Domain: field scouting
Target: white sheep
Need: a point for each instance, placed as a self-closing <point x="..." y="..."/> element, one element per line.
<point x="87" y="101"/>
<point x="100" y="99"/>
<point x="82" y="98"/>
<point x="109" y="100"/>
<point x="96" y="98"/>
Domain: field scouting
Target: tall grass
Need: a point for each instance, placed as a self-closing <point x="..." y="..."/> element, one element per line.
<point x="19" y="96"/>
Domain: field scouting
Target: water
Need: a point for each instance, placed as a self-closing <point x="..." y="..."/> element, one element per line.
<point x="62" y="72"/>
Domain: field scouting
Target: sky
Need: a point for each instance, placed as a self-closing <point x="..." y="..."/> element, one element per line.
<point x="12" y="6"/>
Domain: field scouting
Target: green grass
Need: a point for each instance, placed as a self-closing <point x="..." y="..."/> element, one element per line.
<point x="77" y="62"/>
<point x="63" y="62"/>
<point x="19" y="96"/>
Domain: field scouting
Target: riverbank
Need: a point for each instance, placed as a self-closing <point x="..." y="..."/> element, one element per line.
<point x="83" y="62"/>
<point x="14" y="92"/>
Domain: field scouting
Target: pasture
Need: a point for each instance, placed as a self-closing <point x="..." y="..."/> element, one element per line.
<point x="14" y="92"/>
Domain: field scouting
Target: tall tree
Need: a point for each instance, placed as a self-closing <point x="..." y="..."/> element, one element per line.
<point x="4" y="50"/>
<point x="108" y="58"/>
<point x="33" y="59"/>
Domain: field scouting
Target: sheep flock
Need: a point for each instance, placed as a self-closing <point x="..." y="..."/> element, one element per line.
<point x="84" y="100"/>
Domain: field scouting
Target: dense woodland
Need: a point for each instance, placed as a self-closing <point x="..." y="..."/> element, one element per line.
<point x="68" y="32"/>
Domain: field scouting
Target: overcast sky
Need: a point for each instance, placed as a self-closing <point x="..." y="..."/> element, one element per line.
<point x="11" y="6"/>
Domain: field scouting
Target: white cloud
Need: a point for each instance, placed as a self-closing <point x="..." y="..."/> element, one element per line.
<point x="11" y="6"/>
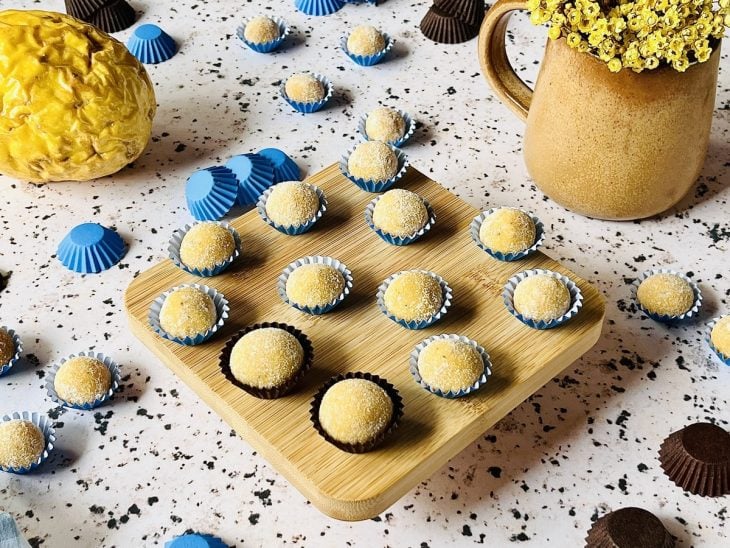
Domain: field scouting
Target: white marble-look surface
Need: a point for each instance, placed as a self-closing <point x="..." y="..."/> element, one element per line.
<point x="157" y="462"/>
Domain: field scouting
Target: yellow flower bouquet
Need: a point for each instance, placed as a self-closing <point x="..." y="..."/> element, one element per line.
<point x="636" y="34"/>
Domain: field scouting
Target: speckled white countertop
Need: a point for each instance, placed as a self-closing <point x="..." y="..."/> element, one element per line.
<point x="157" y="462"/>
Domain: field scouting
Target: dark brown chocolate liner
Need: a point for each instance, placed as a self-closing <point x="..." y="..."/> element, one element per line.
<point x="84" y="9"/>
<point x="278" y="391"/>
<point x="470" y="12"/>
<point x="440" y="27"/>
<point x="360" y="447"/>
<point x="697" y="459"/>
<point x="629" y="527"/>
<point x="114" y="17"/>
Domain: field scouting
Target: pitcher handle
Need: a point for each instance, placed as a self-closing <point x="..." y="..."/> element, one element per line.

#####

Activity: Could every entry be restated word for word, pictures excluded?

Exercise result:
Domain: field scouting
Target: white sheep
Need: a point for each instance, placed as a self-closing <point x="..." y="..."/> element, one element per line.
<point x="87" y="101"/>
<point x="100" y="99"/>
<point x="82" y="98"/>
<point x="109" y="100"/>
<point x="96" y="98"/>
Domain: field scouting
Target: tall grass
Need: a point for each instance, placed as a self-closing <point x="..." y="..."/> element, one element per line.
<point x="19" y="96"/>
Domain: field scouting
Target: water
Need: a point for each instance, placed as a self-closing <point x="..." y="..."/> element, one element per line.
<point x="62" y="72"/>
Domain: field scouting
Target: sky
Need: a point for each instance, placed as a self-closing <point x="..." y="..."/> element, one element per line.
<point x="12" y="6"/>
Domain: field scouting
Target: green grass
Need: a point for each instance, placed as a self-closing <point x="..." y="..."/> element, one element per line.
<point x="77" y="62"/>
<point x="63" y="62"/>
<point x="19" y="96"/>
Domain: field scouting
Target: riverbank
Need: a point for each instance, placed as a self-closing <point x="..." y="..."/> element, one element per line.
<point x="83" y="62"/>
<point x="14" y="92"/>
Domain: field scouting
Target: pasture
Need: a point for each instance, placed as a self-closing <point x="..." y="..."/> element, one element per line.
<point x="14" y="92"/>
Domain: field scouting
Target: tall tree
Need: a point for each instance, placed as a self-closing <point x="..." y="..."/> element, one element per line.
<point x="4" y="50"/>
<point x="108" y="58"/>
<point x="33" y="59"/>
Domain: field scouting
Target: sheep flock
Need: a point for each instance, placed as a self-closing <point x="..." y="..."/> element, one element per line.
<point x="84" y="100"/>
Domain: field scouting
Target: dense woodland
Need: a point for each instance, placed as a self-closing <point x="..." y="..."/> element, one element per line.
<point x="68" y="32"/>
Domain: field scouting
Target: overcast sky
Need: a point for each instance, placed as a self-closing <point x="..." y="..."/> element, one element per line.
<point x="11" y="6"/>
Domain: field scouting
Target: white cloud
Need: a point for each instance, placed as a self-closing <point x="..." y="..."/> element, one element per line.
<point x="11" y="6"/>
Domain: field scouting
Target: white marble-look surface
Need: a point for each instance, placed as a self-closing <point x="..." y="..."/> element, one element per line.
<point x="157" y="462"/>
Domain: field scouting
Target: yellow flower bouquet
Need: a point for each instance, placed as a self-closing <point x="..." y="..."/> element, one element per line.
<point x="636" y="34"/>
Domain: field scouting
Target: speckled white countertop
Need: a point for each instance, placed as a self-closing <point x="..." y="..."/> element, one element per line.
<point x="157" y="462"/>
Domain: field scouting
Target: dark brown chocolate liner
Need: a point for each instance, placed as a self-closing <point x="..." y="..."/> element, one element per line.
<point x="84" y="9"/>
<point x="278" y="391"/>
<point x="470" y="12"/>
<point x="440" y="27"/>
<point x="360" y="447"/>
<point x="697" y="459"/>
<point x="629" y="527"/>
<point x="114" y="17"/>
Domain: field scouting
Target: pitcher handle
Need: a point for each instance, placed as a self-closing <point x="..." y="..."/> element, one element per line.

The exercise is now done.